══ Data provided ══

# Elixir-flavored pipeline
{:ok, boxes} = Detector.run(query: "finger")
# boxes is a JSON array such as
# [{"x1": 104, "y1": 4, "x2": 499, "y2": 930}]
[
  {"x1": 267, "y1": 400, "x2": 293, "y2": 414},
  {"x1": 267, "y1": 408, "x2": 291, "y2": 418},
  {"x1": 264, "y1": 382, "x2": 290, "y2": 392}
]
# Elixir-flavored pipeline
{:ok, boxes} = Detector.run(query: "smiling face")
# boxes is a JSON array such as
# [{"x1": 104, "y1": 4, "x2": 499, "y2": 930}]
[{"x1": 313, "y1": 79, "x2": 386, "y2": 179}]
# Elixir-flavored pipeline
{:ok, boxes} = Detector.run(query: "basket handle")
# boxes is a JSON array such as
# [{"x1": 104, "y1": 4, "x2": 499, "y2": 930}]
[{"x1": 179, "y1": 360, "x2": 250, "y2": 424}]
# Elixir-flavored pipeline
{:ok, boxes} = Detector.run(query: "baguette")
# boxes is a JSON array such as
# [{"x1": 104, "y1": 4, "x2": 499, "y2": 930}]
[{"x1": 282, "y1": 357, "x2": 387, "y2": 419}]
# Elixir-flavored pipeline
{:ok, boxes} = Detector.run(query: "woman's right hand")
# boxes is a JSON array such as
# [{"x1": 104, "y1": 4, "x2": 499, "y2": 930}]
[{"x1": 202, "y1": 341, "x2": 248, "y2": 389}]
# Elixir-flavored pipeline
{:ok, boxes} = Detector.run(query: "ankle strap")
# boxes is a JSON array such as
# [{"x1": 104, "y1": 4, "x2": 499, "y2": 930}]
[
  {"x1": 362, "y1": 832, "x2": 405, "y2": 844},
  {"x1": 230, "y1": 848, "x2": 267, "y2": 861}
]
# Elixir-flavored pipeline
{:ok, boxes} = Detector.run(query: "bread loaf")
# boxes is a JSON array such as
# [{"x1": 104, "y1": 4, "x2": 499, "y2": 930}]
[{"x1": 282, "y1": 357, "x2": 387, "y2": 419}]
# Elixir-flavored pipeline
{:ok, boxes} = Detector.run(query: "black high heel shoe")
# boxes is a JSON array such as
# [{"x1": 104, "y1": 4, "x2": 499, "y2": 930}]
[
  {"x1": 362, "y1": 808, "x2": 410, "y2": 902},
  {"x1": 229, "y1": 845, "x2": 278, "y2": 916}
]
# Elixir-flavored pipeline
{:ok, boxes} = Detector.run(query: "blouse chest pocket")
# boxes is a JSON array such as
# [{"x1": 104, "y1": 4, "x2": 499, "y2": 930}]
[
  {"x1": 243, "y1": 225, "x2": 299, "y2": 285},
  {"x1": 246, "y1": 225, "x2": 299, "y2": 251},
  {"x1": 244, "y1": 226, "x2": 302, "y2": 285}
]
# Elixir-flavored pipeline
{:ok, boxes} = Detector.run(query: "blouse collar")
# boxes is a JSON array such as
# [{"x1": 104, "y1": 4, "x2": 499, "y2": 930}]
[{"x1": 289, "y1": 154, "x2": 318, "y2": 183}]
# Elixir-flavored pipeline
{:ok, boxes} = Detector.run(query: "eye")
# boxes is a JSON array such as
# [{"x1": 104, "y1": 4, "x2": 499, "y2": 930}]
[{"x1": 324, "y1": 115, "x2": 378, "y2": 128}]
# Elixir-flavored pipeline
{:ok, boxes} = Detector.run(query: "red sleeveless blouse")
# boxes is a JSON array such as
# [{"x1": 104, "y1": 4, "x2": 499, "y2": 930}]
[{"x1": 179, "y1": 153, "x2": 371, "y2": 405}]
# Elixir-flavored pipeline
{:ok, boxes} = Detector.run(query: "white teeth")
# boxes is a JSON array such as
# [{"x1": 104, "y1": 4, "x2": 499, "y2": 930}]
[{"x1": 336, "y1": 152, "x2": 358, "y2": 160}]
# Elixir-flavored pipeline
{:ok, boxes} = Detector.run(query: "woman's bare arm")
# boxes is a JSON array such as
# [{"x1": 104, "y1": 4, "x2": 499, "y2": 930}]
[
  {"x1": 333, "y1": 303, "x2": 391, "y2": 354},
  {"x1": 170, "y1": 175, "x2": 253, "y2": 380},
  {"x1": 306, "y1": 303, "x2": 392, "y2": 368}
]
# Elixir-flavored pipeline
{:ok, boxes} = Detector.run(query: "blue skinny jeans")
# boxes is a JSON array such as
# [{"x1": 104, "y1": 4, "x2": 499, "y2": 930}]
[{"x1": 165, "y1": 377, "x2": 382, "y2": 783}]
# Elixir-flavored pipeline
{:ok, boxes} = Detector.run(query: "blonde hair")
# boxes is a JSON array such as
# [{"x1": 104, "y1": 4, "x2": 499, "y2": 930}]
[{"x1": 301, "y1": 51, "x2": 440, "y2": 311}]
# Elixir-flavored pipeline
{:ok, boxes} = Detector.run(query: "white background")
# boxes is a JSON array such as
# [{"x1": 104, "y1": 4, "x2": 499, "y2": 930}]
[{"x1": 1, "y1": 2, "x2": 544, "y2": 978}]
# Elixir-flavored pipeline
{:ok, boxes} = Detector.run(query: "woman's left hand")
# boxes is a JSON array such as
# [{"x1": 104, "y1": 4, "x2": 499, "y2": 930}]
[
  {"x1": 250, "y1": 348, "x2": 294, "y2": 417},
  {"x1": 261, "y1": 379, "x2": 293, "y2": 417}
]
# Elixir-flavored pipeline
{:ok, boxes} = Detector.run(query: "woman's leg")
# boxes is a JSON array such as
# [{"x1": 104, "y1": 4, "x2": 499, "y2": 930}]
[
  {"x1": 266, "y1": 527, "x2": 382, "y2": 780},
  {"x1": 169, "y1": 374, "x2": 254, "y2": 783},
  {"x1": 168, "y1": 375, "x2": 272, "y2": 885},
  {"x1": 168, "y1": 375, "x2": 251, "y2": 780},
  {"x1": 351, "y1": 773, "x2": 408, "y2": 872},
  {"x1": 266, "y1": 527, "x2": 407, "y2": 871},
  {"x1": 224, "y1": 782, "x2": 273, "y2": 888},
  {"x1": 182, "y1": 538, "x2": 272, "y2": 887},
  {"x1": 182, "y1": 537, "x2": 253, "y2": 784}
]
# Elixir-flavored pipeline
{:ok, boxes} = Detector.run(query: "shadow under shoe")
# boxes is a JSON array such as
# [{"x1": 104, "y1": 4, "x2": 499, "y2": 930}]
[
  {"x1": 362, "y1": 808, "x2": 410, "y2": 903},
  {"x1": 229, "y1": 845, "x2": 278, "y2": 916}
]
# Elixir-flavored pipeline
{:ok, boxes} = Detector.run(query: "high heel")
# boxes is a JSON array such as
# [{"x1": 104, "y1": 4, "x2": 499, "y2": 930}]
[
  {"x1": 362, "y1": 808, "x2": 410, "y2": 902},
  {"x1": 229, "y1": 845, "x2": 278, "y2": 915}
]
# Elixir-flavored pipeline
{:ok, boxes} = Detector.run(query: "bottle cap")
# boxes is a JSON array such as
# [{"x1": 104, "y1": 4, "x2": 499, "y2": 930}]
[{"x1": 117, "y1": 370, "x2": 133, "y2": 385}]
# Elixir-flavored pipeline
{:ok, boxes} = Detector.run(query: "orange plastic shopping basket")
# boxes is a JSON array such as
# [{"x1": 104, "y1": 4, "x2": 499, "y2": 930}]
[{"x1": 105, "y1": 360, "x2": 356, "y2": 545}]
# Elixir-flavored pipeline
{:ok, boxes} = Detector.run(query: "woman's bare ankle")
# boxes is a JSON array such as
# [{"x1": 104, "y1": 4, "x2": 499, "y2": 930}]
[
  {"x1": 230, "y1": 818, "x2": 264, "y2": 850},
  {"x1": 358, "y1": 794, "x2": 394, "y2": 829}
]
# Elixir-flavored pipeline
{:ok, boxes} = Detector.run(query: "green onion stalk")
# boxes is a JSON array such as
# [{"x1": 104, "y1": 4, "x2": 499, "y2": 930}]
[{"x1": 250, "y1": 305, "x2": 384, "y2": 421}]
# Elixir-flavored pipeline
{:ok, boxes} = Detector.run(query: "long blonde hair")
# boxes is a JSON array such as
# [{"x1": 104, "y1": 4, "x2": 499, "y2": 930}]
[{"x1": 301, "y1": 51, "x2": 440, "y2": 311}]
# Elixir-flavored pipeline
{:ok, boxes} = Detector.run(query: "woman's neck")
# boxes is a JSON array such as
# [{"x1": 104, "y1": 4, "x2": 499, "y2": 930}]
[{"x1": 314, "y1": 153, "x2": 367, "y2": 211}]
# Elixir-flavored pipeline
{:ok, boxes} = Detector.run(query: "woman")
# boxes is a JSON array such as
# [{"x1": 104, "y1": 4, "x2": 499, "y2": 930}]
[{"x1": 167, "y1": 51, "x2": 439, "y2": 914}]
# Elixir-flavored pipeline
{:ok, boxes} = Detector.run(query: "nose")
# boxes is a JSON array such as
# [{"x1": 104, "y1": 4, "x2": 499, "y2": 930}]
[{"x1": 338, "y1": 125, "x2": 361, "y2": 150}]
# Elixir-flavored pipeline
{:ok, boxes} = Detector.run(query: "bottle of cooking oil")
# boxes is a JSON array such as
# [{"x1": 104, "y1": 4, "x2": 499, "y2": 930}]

═══

• [Your task]: Which lines of the records above hold the word "woman"? Copy each of them.

• [Result of this exercise]:
{:ok, boxes} = Detector.run(query: "woman's right hand")
{:ok, boxes} = Detector.run(query: "woman's bare arm")
{:ok, boxes} = Detector.run(query: "woman's left hand")
{:ok, boxes} = Detector.run(query: "woman's leg")
{:ok, boxes} = Detector.run(query: "woman's bare ankle")
{:ok, boxes} = Detector.run(query: "woman's neck")
{:ok, boxes} = Detector.run(query: "woman")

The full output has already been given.